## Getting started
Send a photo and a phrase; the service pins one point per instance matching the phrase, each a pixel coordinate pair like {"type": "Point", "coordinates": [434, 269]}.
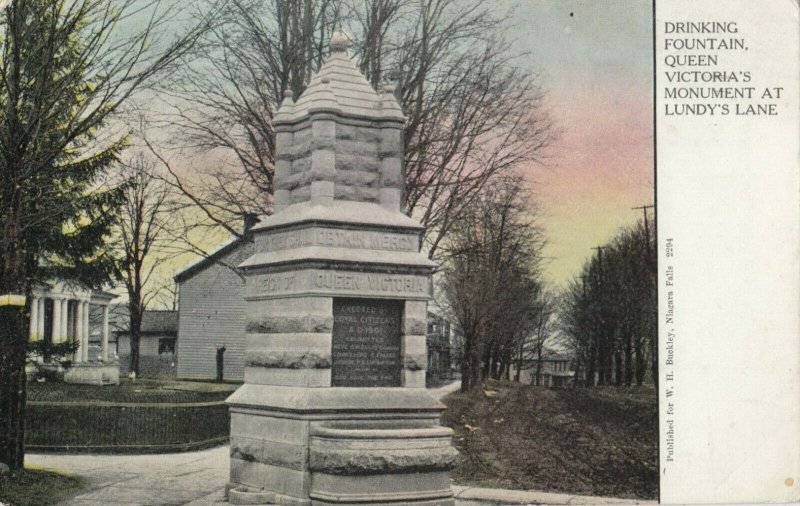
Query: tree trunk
{"type": "Point", "coordinates": [628, 358]}
{"type": "Point", "coordinates": [135, 333]}
{"type": "Point", "coordinates": [13, 338]}
{"type": "Point", "coordinates": [591, 365]}
{"type": "Point", "coordinates": [618, 368]}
:::
= PROBLEM STATEMENT =
Leave out all pictures and retype precisely the lines that run from the line containing "Send a photo" to the last line of the records.

= RESPONSE TO THIS EXERCISE =
Send a photo and a phrase; the service pins one point per instance matching the phrase, each a pixel coordinate pair like {"type": "Point", "coordinates": [434, 269]}.
Query: tree trunk
{"type": "Point", "coordinates": [628, 358]}
{"type": "Point", "coordinates": [135, 333]}
{"type": "Point", "coordinates": [13, 338]}
{"type": "Point", "coordinates": [591, 365]}
{"type": "Point", "coordinates": [618, 368]}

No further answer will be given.